(The records)

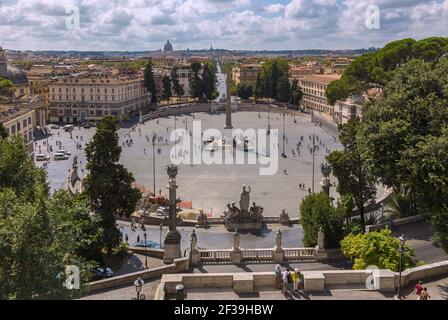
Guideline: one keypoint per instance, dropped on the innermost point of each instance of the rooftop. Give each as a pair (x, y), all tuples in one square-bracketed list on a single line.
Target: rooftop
[(321, 78), (11, 111)]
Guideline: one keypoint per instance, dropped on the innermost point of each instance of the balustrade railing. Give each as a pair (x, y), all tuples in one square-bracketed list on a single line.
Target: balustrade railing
[(258, 255), (300, 254), (215, 256)]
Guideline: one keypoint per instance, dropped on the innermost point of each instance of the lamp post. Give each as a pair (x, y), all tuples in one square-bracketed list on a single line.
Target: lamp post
[(284, 136), (269, 121), (154, 137), (401, 251), (146, 253), (138, 288), (161, 230)]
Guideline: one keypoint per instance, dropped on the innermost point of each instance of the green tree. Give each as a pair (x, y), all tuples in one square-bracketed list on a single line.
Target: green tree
[(244, 91), (167, 89), (272, 78), (349, 168), (375, 70), (317, 212), (108, 186), (6, 87), (3, 132), (177, 87), (18, 172), (150, 83), (209, 81), (283, 89), (39, 235), (399, 206), (379, 249), (196, 82), (295, 93)]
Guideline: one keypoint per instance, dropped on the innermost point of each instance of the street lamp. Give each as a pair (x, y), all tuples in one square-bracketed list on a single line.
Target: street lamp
[(146, 253), (284, 136), (154, 137), (138, 288), (401, 251), (161, 230)]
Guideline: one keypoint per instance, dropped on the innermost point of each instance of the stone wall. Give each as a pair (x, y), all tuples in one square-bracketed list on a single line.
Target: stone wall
[(179, 265), (314, 281)]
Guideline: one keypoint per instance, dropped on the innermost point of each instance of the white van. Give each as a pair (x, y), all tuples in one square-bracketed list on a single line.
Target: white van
[(69, 127), (42, 157), (60, 156)]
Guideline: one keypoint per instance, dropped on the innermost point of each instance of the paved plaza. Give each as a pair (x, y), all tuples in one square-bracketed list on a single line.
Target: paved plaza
[(212, 187)]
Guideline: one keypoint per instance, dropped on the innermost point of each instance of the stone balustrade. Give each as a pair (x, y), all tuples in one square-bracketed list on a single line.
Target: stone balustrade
[(254, 256), (314, 281)]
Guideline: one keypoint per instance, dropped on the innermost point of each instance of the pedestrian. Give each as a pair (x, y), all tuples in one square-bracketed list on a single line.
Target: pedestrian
[(295, 279), (418, 289), (424, 295), (278, 276), (286, 280)]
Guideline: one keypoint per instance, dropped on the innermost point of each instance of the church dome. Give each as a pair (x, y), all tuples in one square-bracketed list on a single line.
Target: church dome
[(168, 47), (15, 75)]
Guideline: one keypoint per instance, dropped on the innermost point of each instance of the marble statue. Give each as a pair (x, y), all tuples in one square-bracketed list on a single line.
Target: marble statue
[(245, 199)]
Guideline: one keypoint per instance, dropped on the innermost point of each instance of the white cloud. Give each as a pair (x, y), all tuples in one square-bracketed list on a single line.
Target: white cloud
[(233, 24)]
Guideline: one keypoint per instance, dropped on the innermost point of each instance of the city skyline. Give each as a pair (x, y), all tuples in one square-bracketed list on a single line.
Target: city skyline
[(145, 25)]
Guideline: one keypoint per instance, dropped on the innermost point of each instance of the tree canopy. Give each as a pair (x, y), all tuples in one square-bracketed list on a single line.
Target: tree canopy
[(149, 81), (375, 70), (108, 186), (316, 211), (380, 249), (40, 235)]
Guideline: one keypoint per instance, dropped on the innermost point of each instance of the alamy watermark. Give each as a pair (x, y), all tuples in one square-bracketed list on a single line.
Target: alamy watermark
[(73, 21), (72, 278), (373, 17), (212, 147)]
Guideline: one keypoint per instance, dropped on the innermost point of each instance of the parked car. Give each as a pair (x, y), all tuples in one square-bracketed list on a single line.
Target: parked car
[(60, 156), (42, 157), (69, 128), (149, 244), (101, 273), (65, 152)]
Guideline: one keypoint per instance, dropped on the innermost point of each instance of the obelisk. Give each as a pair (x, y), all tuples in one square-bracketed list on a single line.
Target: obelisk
[(229, 125), (172, 239)]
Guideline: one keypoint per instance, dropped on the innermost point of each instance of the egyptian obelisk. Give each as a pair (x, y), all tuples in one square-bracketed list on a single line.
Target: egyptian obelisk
[(173, 238), (228, 100)]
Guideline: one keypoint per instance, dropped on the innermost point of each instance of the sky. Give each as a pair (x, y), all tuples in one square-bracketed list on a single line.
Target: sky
[(140, 25)]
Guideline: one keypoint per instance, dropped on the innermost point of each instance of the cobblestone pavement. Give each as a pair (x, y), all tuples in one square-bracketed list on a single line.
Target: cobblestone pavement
[(211, 187)]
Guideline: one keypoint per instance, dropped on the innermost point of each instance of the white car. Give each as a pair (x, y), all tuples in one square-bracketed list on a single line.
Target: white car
[(42, 157), (65, 152), (60, 156)]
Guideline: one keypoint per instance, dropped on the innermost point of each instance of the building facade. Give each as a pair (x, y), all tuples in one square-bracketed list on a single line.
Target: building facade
[(349, 109), (19, 121), (246, 74), (314, 87), (90, 98)]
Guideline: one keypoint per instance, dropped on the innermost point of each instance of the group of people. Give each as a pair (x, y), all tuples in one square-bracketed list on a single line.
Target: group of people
[(421, 291), (288, 280)]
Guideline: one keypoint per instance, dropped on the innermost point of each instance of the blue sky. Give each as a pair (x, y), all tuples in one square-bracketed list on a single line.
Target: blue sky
[(229, 24)]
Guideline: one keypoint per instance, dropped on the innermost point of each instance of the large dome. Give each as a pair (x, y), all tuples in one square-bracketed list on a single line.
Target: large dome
[(15, 75), (168, 47)]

(End The records)

About this exercise:
The answer must be the lines from the first one in the records through the line containing "of the green", copied exactly, with no pictures.

Response box:
Guideline: one keypoint per instance, dropped on the innermost point of each instance of the rooftop. Give each as a pair (x, y), all tuples in one square-bracketed list on a single line.
Target: rooftop
[(321, 78), (11, 111)]
Guideline: one keypoint per instance, dropped on the innermost point of each instance of the balustrade railing. Give each as a pair (x, y), all tuples in one square-bracketed list on a single line.
Target: balustrade railing
[(258, 255), (300, 254), (215, 256)]
Guideline: one keypoint per instance, dropped on the innermost point of each instance of the lamp post. Give each as a pair (x, y), all tuples in one square-bracketed list on a single line.
Target: lamp post
[(284, 136), (269, 121), (154, 137), (401, 251), (146, 253), (138, 288), (161, 230)]
Guideline: one keypoint per instance, dropped on the innermost point of each instance of the green tree. Give each as a pair (x, y), all tuples in one square-bracketed list on a single line.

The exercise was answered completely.